POLECENIE
Które wiersze we wpisach poniżej zawierają słowo „blurred”? Wybierz je i przepisz każdy w całości.
■ ■ ■ ■ ■ ■ ■
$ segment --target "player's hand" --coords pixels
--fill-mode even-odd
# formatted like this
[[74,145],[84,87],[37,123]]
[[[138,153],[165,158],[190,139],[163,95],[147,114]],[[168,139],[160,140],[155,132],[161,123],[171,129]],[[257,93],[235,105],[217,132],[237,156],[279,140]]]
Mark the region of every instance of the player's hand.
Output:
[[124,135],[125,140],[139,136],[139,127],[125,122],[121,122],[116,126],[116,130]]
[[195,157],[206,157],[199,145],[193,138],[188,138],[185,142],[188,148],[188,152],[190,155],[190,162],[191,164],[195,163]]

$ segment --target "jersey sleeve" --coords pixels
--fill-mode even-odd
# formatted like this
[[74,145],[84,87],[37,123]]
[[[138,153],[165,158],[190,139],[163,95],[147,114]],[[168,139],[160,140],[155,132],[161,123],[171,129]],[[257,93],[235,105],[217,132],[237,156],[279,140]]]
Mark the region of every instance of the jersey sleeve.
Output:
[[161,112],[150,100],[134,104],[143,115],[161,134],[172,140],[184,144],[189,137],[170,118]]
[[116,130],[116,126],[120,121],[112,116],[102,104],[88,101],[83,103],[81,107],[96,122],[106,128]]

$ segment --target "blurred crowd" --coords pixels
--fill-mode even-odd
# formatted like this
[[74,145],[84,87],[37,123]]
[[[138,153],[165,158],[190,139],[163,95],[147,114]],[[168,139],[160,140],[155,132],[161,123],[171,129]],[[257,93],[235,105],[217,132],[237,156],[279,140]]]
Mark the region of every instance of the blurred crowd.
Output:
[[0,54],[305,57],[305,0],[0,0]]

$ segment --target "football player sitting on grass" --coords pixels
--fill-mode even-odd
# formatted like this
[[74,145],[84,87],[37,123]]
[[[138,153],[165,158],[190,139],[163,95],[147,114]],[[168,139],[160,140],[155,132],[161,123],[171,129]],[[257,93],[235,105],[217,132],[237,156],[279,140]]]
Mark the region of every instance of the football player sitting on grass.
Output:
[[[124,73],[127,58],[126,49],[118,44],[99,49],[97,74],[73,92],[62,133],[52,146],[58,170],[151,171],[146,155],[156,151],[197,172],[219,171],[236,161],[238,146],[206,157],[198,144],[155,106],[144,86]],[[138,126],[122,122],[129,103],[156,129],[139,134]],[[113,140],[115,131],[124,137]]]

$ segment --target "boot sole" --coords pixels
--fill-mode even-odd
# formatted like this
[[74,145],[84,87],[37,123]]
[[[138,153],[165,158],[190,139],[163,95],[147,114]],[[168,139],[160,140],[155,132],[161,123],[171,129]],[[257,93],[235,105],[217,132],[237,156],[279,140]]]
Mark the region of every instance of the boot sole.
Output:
■ ■ ■ ■ ■ ■ ■
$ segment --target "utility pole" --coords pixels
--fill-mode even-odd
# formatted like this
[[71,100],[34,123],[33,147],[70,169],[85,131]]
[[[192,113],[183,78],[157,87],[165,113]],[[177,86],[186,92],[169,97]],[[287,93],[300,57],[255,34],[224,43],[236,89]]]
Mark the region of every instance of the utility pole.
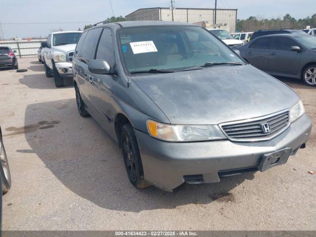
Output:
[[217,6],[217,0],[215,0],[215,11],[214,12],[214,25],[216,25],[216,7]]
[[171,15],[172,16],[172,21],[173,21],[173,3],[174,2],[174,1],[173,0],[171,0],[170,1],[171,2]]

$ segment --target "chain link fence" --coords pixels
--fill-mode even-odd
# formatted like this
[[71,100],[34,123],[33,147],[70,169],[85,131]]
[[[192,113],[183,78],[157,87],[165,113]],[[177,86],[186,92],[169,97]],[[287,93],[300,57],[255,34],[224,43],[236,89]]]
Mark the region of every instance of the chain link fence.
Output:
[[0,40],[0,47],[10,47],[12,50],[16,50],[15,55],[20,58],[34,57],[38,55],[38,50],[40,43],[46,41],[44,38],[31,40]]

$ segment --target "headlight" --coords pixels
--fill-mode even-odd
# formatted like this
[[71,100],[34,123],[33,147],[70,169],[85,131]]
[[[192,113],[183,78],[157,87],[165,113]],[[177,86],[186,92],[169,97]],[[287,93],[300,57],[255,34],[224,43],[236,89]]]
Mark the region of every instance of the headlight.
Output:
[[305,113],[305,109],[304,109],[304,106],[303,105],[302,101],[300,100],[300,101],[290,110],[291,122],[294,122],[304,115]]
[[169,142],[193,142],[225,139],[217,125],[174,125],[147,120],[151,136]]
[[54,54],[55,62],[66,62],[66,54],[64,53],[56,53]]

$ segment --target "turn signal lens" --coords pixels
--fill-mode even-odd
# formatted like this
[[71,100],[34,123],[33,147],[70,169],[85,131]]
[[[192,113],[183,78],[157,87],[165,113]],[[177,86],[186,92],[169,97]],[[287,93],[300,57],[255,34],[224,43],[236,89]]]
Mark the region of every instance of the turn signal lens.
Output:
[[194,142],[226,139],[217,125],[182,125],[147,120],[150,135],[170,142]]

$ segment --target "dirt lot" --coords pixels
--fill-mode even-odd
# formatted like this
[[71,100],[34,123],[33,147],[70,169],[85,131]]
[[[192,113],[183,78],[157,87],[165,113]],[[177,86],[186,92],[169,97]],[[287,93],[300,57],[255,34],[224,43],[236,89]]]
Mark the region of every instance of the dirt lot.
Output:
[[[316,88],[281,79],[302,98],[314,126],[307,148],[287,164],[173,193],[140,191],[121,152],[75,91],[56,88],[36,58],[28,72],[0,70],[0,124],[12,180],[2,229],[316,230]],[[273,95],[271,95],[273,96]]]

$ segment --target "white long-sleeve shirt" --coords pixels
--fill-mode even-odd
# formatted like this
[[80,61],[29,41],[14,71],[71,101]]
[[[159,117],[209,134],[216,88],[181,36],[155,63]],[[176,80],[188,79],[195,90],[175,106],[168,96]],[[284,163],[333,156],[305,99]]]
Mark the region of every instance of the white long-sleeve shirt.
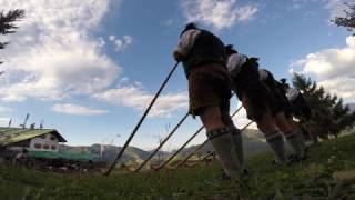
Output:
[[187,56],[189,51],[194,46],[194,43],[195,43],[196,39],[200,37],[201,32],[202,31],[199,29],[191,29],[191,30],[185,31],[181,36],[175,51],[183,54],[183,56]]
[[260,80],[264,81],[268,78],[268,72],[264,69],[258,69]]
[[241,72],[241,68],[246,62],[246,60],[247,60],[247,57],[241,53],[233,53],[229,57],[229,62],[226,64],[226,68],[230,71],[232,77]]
■ ■ ■ ■ ■ ■ ■
OCZEKIWANY WYNIK
$ segment --target "blurred crowd" --coords pixels
Mark the region of every instance of the blurred crowd.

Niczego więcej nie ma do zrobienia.